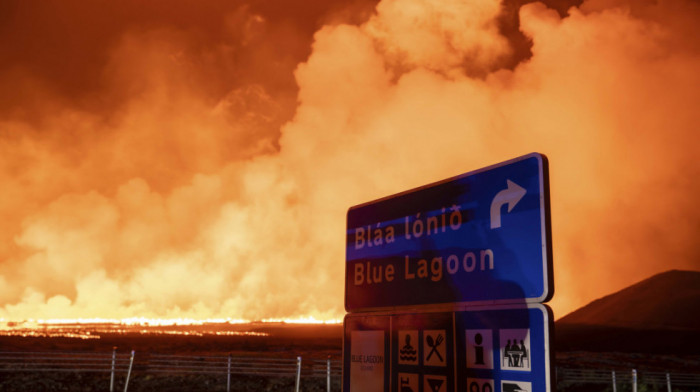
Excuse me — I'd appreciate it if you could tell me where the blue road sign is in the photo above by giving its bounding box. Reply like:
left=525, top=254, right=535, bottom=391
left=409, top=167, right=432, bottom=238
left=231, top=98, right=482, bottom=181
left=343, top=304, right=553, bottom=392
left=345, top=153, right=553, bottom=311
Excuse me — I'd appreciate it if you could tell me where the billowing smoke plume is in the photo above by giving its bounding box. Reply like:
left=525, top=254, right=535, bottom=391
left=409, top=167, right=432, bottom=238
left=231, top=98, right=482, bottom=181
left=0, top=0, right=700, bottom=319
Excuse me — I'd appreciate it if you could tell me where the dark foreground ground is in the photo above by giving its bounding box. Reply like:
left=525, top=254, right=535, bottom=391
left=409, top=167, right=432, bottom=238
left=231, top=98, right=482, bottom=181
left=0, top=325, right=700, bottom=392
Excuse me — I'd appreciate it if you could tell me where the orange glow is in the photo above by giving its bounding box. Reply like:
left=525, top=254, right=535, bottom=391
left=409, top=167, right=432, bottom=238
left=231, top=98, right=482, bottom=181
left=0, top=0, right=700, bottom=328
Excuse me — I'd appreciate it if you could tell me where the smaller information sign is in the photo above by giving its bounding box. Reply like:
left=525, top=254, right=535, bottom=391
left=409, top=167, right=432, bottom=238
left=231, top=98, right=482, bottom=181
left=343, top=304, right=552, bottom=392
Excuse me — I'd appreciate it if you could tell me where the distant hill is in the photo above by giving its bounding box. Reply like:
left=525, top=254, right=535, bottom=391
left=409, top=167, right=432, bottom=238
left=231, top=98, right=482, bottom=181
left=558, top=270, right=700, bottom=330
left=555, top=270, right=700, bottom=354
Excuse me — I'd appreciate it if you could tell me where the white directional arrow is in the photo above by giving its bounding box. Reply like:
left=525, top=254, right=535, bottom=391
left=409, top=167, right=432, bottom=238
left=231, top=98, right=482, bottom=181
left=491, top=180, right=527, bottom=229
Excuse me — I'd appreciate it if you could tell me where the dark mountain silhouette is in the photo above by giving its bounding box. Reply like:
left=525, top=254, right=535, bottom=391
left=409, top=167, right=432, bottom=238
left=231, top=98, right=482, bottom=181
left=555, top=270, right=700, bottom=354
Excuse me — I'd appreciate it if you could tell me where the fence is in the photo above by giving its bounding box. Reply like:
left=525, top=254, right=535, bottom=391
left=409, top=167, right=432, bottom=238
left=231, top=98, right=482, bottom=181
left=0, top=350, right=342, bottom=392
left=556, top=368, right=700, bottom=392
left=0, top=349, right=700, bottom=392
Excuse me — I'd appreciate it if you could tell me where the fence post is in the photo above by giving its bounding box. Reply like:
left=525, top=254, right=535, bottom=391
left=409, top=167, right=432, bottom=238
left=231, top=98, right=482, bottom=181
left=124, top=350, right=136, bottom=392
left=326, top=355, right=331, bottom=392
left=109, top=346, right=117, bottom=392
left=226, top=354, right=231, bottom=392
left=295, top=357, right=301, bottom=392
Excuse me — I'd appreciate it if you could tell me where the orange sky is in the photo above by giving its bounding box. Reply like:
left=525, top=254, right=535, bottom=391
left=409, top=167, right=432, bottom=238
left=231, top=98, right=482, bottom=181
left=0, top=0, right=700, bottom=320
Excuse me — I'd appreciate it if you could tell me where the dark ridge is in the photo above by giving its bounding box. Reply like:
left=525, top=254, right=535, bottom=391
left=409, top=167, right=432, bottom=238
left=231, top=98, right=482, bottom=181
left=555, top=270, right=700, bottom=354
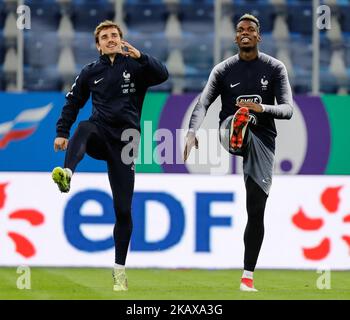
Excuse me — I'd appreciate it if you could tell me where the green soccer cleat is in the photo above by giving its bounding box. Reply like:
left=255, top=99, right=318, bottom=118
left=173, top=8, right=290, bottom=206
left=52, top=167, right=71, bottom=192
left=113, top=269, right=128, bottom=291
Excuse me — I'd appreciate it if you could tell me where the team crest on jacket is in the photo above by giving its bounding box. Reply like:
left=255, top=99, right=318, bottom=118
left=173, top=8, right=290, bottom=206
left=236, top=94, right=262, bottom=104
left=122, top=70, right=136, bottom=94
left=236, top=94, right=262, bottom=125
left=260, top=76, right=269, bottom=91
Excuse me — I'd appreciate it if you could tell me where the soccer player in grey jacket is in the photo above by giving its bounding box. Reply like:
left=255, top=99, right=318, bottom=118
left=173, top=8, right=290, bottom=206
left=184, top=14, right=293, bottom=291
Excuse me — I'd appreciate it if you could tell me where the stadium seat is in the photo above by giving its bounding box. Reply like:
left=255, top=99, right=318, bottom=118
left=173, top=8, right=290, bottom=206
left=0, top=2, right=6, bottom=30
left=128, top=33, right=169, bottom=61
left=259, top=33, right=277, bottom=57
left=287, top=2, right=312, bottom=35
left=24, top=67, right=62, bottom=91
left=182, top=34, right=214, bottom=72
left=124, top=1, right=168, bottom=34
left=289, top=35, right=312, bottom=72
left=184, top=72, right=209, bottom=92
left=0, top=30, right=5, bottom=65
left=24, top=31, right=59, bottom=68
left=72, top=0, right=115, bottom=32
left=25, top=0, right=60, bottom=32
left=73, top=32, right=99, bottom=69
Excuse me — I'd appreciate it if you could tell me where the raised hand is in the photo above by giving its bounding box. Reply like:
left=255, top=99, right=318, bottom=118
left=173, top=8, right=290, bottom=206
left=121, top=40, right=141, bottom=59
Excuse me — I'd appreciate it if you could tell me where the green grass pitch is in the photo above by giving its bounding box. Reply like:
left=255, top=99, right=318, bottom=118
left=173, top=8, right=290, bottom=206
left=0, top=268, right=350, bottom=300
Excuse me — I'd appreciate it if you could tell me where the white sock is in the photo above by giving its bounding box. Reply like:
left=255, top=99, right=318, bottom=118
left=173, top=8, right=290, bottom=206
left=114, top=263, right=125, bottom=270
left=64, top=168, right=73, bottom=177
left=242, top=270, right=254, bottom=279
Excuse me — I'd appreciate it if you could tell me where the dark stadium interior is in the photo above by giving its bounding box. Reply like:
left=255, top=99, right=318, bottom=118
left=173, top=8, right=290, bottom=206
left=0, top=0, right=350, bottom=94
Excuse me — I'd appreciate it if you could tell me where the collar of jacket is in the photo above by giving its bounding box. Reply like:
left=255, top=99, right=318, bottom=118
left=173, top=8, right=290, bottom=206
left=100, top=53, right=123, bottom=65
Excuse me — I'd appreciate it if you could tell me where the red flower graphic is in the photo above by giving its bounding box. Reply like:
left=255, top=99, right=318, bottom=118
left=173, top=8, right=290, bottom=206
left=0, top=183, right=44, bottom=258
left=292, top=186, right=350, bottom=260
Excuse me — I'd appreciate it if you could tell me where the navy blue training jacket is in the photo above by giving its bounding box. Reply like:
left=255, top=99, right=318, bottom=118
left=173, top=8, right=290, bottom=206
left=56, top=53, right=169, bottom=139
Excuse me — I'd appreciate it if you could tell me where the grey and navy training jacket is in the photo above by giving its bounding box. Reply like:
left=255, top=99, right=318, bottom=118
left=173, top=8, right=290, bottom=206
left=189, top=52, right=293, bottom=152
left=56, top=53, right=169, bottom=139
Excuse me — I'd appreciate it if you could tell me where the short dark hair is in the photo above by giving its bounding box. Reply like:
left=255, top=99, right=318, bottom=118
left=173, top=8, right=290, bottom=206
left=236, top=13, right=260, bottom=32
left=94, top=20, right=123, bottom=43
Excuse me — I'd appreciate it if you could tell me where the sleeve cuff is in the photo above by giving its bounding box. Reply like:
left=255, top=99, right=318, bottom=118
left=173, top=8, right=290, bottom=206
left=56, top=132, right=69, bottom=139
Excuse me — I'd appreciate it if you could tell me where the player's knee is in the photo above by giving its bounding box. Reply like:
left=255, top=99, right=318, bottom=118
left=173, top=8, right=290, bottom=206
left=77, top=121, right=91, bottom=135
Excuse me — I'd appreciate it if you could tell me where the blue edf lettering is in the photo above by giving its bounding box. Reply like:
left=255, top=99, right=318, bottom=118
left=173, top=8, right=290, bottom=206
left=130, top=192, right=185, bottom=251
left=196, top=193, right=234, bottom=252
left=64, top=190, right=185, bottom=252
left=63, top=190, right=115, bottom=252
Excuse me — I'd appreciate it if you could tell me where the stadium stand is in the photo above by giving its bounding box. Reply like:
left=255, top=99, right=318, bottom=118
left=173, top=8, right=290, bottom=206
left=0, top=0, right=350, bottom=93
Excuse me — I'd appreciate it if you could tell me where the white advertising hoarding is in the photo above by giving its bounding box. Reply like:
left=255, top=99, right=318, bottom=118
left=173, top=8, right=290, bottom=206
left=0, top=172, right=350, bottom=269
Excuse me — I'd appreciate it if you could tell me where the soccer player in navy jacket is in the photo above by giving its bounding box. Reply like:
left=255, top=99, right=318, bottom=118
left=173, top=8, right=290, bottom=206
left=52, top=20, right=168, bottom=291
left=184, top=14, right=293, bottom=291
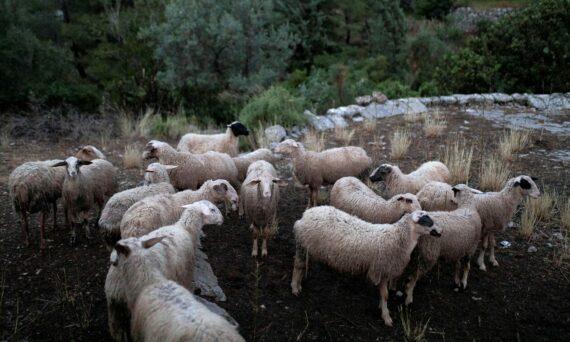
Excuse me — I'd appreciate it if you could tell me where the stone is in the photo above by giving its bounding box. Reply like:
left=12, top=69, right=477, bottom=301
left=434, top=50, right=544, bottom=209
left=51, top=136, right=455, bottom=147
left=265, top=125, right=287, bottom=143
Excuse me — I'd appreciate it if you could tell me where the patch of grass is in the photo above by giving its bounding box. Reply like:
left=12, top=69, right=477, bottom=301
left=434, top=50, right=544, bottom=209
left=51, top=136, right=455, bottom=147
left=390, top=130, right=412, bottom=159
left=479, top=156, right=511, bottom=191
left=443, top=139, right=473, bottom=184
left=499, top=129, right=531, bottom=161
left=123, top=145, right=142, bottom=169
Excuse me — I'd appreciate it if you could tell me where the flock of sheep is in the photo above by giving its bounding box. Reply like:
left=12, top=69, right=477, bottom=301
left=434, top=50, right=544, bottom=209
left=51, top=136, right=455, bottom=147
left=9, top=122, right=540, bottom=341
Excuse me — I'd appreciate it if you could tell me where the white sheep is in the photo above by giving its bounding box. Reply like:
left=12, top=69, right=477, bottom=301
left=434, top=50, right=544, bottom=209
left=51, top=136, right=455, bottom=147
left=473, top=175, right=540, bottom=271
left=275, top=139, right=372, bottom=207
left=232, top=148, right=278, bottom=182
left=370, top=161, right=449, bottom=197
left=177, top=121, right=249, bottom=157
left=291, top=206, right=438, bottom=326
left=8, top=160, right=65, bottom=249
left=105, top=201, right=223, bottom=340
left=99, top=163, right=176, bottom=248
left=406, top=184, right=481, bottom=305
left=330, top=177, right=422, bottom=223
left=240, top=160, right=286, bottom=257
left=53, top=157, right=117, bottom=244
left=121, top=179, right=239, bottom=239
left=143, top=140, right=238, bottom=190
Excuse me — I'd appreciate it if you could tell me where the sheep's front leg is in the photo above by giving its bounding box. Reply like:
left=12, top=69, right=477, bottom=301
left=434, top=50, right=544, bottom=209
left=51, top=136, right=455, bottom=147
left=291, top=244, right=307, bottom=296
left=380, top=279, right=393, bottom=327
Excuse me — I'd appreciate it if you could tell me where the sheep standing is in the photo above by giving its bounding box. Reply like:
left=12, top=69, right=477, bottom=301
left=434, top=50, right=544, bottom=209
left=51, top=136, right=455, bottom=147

········

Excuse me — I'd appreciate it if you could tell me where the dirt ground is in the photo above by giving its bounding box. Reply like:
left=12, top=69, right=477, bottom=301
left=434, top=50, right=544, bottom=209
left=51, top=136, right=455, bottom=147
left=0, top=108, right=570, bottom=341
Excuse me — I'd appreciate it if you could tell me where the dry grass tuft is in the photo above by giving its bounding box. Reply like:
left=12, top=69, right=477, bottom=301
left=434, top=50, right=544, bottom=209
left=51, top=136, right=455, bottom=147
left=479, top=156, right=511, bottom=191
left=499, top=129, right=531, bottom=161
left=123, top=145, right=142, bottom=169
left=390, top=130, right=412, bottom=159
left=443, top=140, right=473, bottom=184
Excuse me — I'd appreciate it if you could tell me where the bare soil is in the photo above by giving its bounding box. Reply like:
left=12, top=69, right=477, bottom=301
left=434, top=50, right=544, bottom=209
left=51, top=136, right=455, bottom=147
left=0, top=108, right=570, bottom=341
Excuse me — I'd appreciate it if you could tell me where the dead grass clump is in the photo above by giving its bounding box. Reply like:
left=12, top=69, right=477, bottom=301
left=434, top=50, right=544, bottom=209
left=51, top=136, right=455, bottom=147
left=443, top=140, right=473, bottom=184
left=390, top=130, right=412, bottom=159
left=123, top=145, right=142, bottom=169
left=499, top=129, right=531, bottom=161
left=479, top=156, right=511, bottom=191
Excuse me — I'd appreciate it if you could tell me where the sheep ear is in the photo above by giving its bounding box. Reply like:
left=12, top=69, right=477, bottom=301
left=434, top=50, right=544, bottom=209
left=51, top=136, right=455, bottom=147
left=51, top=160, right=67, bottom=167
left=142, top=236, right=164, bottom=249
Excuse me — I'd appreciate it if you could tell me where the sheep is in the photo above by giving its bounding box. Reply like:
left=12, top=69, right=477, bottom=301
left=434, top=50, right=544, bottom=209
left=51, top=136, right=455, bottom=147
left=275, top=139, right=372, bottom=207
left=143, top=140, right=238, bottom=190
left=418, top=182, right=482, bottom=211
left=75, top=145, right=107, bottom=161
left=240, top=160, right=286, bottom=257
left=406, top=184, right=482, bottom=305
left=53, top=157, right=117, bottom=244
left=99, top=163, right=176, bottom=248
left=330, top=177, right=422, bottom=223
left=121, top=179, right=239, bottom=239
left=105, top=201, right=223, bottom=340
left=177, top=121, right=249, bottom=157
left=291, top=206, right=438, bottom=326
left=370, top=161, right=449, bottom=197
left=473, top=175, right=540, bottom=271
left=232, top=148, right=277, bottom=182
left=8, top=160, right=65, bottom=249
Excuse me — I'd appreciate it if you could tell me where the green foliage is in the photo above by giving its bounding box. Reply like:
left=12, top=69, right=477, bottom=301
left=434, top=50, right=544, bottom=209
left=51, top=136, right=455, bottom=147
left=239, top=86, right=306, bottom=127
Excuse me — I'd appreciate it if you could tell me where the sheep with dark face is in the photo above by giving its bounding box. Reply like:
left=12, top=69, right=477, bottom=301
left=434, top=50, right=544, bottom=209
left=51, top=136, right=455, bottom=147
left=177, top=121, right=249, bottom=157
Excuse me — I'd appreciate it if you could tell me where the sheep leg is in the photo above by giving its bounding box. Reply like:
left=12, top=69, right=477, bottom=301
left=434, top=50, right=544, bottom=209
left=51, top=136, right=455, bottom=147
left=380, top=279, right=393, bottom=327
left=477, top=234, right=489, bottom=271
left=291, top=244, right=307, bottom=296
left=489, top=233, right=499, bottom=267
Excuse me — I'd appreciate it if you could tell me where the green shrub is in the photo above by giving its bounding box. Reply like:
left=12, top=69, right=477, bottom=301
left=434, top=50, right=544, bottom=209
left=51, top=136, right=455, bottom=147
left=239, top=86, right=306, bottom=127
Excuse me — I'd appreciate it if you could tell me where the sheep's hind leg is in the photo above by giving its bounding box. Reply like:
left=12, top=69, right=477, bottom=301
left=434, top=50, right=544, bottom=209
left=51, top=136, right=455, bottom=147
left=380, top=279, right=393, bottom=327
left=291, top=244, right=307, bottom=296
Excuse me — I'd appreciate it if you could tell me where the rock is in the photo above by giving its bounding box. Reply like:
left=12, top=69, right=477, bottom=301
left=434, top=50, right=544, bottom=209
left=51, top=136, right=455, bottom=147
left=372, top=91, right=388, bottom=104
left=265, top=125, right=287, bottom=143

········

EXERCISE TASK:
Copy the items from the line containing "the stadium seat" down through the line containing "left=121, top=40, right=141, bottom=59", both ends included, replacing "raised hand" with "waving hand" and keeping everything else the same.

REPLY:
Excuse me — I'd appreciate it if you could tell me where the stadium seat is in the photo above by giving its bounding box. Reply like:
left=255, top=99, right=318, bottom=118
left=173, top=8, right=290, bottom=206
left=0, top=2, right=6, bottom=30
left=128, top=33, right=169, bottom=61
left=259, top=33, right=277, bottom=57
left=287, top=2, right=312, bottom=35
left=24, top=67, right=62, bottom=91
left=182, top=34, right=214, bottom=72
left=124, top=1, right=168, bottom=34
left=289, top=35, right=312, bottom=72
left=184, top=72, right=209, bottom=92
left=0, top=30, right=5, bottom=65
left=24, top=31, right=59, bottom=68
left=72, top=0, right=115, bottom=32
left=25, top=0, right=60, bottom=32
left=73, top=32, right=99, bottom=69
Excuse me — I'd appreciate it if you could tell me where the waving hand is in the photo above by giving its bounding box. Reply like:
left=255, top=99, right=318, bottom=118
left=173, top=8, right=290, bottom=206
left=121, top=40, right=141, bottom=59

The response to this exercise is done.